_Texte de la page:_
------------------------------------------------

Le documentaire Janette et filles de Léa Clermont-Dion, présenté ce mercredi à Télé-Québec, retrace le parcours de Janette Bertrand, pionnière du féminisme qui s’est battue toute sa vie pour l’égalité des sexes. Nous les avons rencontrées.

Elle est un modèle pour plusieurs générations de femmes. Janette Bertrand, 97 ans, est la figure féministe la plus populaire du Québec. Une révolutionnaire qui a été la première à parler de sujets tabous, de sexualité ou encore de l’indépendance financière des femmes, à une époque où il fallait obéir à son mari.

« Elle a déniaisé le Québec », témoigne Guylaine Tremblay dans ce documentaire composé d’images d’archives, d’entrevues avec Janette Bertrand, bien sûr, mais aussi avec des femmes comme Martine Delvaux, Noémi Mercier, Claudia Larochelle, Chris Bergeron et Kim Lévesque-Lizotte.

------------------------------------------------

_Lignes:_
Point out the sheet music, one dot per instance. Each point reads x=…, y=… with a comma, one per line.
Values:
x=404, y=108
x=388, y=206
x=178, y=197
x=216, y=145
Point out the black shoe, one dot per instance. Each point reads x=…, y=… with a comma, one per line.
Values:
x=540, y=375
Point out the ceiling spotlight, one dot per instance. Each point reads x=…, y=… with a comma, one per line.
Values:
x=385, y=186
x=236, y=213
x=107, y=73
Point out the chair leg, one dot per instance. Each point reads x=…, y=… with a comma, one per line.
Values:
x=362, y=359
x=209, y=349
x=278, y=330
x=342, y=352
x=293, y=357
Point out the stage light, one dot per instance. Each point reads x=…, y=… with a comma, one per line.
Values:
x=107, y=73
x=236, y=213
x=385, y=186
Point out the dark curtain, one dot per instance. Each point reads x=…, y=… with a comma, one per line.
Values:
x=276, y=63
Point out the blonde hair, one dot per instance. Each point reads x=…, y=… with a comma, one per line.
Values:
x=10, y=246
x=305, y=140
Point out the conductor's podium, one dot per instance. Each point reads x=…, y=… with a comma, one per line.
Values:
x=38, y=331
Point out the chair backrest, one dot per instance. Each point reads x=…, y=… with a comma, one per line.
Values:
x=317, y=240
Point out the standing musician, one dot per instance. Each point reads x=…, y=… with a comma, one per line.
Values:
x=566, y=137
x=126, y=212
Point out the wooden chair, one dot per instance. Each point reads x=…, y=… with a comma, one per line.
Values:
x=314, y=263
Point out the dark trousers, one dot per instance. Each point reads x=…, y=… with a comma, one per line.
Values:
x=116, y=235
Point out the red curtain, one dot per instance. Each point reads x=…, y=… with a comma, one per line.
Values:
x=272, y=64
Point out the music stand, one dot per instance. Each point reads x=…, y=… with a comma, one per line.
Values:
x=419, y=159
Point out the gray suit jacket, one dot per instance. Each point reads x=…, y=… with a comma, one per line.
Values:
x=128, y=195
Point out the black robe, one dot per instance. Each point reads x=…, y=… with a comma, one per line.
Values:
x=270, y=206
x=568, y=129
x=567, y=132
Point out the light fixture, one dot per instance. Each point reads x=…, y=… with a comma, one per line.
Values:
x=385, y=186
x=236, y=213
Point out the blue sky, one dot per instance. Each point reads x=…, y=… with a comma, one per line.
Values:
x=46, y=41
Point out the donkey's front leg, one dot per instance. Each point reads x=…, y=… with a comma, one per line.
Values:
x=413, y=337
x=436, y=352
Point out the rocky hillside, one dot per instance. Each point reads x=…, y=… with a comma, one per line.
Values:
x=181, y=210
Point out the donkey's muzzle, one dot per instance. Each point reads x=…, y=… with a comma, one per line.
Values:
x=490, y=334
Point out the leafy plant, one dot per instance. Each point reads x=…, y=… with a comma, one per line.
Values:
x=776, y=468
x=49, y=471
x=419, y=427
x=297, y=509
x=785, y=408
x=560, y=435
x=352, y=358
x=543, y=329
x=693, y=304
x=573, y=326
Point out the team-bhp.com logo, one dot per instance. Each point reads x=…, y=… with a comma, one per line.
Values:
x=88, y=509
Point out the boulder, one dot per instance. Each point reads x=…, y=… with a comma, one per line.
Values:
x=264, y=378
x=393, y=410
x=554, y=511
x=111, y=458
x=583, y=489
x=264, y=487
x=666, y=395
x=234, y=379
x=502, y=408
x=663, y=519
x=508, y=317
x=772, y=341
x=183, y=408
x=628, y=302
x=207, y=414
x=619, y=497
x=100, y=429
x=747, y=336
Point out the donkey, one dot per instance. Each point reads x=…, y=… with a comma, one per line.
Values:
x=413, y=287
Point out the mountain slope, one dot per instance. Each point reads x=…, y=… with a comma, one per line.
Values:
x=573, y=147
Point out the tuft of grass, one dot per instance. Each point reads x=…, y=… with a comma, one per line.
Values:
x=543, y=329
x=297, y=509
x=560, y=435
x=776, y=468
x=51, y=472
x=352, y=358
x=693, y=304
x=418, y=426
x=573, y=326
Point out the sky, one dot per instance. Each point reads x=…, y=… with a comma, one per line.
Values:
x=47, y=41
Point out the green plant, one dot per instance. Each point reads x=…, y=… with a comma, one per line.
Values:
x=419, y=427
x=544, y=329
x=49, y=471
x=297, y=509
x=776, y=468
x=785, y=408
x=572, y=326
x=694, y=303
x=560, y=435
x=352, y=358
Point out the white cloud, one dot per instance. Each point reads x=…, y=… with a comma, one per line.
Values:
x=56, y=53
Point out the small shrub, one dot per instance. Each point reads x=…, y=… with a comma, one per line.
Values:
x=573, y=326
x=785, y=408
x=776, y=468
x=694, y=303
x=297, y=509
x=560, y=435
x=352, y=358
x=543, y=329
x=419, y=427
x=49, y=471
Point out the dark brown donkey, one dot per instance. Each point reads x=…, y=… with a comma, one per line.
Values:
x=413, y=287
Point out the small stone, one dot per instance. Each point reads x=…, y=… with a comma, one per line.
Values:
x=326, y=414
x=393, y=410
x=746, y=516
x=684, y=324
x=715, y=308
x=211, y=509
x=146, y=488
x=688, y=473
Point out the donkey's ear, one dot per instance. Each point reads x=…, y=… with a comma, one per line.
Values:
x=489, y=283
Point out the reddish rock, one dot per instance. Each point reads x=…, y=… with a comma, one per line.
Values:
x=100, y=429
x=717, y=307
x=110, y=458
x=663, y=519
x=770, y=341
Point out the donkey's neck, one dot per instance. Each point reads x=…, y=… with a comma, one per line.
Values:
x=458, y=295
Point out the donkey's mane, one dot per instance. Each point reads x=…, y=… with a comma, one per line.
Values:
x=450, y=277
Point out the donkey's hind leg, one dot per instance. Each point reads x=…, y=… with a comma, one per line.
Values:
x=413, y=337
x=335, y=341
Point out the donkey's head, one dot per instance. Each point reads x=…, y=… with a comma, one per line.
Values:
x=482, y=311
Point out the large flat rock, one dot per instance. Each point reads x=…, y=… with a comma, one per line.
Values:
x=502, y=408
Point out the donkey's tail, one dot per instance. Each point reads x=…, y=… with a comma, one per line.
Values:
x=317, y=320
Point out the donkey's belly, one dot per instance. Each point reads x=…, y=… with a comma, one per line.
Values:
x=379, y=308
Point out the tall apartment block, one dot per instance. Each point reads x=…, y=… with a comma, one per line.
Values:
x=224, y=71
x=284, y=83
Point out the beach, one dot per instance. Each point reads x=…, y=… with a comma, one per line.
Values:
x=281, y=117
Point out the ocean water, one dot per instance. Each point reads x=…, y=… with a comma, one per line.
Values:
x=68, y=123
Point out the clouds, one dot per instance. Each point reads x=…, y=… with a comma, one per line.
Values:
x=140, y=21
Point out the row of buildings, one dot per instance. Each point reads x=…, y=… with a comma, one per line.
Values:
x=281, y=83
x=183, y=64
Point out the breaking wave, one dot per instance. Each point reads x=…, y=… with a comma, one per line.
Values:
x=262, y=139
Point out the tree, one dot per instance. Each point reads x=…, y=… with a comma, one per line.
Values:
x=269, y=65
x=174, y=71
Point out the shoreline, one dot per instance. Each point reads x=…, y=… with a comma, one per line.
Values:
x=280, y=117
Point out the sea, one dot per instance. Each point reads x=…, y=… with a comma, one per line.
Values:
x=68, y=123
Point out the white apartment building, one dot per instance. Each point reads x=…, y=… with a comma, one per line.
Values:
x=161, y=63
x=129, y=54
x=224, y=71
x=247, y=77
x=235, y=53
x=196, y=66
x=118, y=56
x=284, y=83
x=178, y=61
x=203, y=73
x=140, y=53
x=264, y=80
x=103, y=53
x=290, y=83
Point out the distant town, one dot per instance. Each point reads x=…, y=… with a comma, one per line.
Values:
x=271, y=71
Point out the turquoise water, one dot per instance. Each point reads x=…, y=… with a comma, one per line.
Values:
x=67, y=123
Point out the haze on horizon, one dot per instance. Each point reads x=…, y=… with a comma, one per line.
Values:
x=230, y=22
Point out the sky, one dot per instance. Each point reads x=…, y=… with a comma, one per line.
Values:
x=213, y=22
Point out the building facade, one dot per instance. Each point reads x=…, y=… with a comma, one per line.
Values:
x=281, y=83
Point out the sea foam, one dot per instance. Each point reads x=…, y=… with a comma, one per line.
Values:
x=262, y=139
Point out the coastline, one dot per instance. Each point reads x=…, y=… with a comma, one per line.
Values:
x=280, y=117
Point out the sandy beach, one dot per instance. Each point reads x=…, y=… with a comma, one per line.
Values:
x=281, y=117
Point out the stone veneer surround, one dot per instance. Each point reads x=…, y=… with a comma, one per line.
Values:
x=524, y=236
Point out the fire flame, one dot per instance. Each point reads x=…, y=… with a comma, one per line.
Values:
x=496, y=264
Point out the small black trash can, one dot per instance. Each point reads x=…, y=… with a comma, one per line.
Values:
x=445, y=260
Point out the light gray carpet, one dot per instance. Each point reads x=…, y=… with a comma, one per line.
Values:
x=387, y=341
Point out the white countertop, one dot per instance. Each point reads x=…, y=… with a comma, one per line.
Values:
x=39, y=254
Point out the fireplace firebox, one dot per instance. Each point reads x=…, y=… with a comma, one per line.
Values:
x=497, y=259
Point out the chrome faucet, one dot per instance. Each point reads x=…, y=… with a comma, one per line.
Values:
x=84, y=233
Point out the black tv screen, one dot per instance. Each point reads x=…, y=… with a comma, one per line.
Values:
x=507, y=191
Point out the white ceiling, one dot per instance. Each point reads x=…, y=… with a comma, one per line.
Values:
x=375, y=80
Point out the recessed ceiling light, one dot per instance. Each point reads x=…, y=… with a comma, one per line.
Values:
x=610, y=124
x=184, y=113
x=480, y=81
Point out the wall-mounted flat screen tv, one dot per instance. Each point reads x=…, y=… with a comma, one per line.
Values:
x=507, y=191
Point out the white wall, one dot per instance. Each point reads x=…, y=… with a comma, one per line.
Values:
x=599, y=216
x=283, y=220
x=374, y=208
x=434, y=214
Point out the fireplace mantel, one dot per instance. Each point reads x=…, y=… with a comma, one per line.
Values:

------------------------------------------------

_Consigne:_ D'après le texte de la page, quel âge a Janette Bertrand ? Les lignes ne jouent aucun rôle ici.

_Réponse:_ Elle a 97 ans.